### MATERIAL PROVIDED

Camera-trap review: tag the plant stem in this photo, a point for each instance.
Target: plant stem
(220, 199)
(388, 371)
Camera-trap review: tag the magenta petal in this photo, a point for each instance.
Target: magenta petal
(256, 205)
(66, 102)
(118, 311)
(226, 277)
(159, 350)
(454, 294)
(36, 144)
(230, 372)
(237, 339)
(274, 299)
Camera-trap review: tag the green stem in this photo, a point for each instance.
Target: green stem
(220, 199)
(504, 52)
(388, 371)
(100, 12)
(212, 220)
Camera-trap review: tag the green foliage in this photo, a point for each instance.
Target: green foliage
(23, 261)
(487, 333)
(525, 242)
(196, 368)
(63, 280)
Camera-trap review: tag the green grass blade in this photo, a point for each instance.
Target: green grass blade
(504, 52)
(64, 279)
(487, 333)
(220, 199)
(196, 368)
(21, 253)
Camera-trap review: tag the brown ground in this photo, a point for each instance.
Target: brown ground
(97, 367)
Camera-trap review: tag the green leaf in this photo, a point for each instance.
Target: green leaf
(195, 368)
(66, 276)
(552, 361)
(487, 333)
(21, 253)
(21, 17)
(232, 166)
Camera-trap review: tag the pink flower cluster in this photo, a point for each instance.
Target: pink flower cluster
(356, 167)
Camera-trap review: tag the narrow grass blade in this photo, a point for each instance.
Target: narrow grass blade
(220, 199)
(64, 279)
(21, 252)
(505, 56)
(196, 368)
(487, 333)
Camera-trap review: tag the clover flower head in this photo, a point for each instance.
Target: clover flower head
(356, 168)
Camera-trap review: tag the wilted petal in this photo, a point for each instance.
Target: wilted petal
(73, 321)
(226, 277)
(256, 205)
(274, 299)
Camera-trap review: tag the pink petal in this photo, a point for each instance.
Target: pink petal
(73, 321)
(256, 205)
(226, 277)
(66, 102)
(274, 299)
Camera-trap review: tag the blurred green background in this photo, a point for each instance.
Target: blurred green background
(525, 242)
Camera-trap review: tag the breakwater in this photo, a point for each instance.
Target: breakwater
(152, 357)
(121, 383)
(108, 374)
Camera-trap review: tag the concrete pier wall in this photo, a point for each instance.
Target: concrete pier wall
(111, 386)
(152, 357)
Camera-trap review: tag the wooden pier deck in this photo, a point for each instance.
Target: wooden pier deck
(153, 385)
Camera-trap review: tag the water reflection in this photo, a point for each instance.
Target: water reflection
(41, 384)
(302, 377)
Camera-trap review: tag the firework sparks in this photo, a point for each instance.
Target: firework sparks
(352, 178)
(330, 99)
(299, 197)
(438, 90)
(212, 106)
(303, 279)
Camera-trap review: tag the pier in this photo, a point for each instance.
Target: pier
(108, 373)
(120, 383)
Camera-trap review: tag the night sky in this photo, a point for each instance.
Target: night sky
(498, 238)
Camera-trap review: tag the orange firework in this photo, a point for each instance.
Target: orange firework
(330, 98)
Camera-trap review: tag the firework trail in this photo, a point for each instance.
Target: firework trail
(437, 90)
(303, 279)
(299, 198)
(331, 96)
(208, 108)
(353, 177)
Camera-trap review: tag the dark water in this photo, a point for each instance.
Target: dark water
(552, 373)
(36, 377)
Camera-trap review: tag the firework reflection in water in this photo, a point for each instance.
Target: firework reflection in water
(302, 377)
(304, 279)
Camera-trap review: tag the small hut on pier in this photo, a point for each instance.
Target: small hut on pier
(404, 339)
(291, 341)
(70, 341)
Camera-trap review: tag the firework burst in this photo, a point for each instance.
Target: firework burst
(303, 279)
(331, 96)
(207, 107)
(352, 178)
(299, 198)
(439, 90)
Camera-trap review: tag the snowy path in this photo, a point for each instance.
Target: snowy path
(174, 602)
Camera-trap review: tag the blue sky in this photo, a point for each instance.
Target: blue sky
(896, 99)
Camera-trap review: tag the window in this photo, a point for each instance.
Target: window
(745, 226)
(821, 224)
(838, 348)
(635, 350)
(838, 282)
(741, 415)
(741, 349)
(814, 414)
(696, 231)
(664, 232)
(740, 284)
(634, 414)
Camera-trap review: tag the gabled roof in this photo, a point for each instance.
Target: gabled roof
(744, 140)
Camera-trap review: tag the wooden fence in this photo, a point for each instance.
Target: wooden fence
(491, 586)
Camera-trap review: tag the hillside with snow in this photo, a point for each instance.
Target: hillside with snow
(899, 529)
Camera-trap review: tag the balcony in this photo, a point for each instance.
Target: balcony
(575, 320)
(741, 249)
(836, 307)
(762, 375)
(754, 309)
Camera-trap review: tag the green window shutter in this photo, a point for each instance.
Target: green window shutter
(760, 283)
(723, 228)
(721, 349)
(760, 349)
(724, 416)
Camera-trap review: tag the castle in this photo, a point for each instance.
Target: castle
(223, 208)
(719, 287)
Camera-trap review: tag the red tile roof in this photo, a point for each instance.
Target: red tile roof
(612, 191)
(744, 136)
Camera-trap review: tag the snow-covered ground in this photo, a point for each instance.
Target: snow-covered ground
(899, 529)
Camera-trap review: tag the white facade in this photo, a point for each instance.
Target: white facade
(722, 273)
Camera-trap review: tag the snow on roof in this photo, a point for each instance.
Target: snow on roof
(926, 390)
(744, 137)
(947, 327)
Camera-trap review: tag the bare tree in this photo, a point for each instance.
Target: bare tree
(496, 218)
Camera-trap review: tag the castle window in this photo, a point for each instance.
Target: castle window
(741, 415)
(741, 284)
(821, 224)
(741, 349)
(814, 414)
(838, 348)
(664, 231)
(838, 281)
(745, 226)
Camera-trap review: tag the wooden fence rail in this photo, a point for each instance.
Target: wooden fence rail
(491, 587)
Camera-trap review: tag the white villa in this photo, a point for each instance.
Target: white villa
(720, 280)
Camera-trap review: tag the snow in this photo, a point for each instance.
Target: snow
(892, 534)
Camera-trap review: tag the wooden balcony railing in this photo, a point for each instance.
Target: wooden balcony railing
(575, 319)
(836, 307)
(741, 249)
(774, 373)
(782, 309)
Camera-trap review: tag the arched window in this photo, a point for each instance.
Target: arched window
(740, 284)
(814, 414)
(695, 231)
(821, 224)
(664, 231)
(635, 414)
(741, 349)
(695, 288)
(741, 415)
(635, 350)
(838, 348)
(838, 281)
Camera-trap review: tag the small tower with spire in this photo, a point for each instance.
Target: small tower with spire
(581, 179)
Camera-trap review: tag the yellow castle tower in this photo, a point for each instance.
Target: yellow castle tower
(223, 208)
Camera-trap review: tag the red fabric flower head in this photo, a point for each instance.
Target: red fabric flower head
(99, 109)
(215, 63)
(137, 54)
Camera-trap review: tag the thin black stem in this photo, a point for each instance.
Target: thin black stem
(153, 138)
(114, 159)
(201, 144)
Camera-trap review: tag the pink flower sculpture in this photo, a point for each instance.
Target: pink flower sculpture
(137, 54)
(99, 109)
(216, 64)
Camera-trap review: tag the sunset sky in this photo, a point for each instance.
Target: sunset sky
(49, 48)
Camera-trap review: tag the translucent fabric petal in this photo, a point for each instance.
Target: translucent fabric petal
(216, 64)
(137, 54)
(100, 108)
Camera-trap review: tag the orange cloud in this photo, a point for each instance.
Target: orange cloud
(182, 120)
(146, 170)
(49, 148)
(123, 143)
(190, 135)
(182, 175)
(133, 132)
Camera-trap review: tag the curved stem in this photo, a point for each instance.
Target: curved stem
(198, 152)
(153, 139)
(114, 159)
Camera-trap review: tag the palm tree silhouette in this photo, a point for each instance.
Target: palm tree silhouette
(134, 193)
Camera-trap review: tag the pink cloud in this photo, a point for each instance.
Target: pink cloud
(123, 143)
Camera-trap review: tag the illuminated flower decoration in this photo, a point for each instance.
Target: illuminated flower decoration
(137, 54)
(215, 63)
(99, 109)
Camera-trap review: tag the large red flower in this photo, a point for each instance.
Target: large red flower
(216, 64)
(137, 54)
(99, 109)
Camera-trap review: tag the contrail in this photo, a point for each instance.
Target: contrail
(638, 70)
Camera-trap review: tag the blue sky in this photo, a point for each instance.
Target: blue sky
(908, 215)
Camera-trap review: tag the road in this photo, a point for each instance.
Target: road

######

> [SET TASK] Please retype, exactly as written, every line from the line containing "Camera-trap review: tag the sunset" through the last line of the records above, including both of those lines, and nothing else.

> [RESPONSE TO THIS EXERCISE]
Camera-trap review: tag the sunset sky in this photo, a point for each instance.
Target: sunset sky
(49, 48)
Camera-trap review: tag the translucent fabric petal in this photo, a point for each instance.
Target: translucent fabric petal
(216, 64)
(137, 54)
(100, 108)
Camera-trap review: tag the orange cloud in this photo, a point for each instance.
Target: orange cloud
(182, 120)
(146, 170)
(49, 148)
(123, 143)
(190, 135)
(182, 175)
(133, 132)
Camera-trap review: tag the curved stem in this photo, a point for each instance.
Target: curved stem
(198, 152)
(153, 139)
(114, 159)
Camera-trap review: tag the palm tree silhouette in this photo, a point for each instance.
Target: palm tree silhouette
(134, 193)
Camera-trap review: tag the pink cloud in this photo, a point for each instance.
Target: pink cloud
(123, 143)
Camera-trap review: tag the illuminated flower decoration in this photo, a point for each instance.
Target: illuminated flower decoration
(137, 54)
(215, 63)
(99, 109)
Camera-trap review: tag the large red flower in this photo, a point for each instance.
Target: large red flower
(216, 64)
(137, 54)
(99, 109)
Camera-trap review: tag the contrail in this photo, a point for each instance.
Target: contrail
(638, 70)
Camera-trap review: tag the blue sky in this photo, a point for each instance.
Target: blue sky
(908, 215)
Camera-trap review: tag the road in this photo, a point for each instance.
Target: road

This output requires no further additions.